------ Source data ------

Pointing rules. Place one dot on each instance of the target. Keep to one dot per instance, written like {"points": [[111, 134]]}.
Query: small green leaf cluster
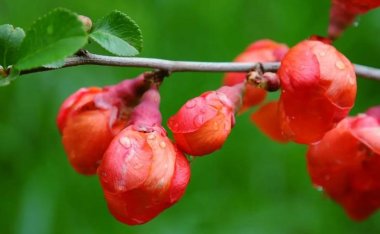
{"points": [[60, 34]]}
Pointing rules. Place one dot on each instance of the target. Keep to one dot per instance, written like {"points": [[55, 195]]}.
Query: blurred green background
{"points": [[252, 185]]}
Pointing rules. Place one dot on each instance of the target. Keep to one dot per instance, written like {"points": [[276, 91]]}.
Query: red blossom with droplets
{"points": [[142, 172], [346, 162], [259, 51], [203, 124], [344, 12], [318, 89], [91, 117]]}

------

Task goal
Repeat every record precisely. Any picture among them stays out of the copy.

Response to this exercise
Pointing rules. Place one dot on each instance of the target. Keep to one dot per instance, written like {"points": [[111, 134]]}.
Query: small green leaf cluster
{"points": [[60, 34]]}
Pointing rules. Place one dot on each instance of the target. Keep to one dot per instance, written like {"points": [[55, 195]]}.
Query: blurred green background
{"points": [[252, 185]]}
Pointing rules. Place one dot on each instance of the target. Keep to one dot per instance, written like {"points": [[276, 91]]}.
Query: red blossom with droplets
{"points": [[142, 172], [346, 162], [259, 51], [203, 124], [344, 12], [318, 89], [91, 117]]}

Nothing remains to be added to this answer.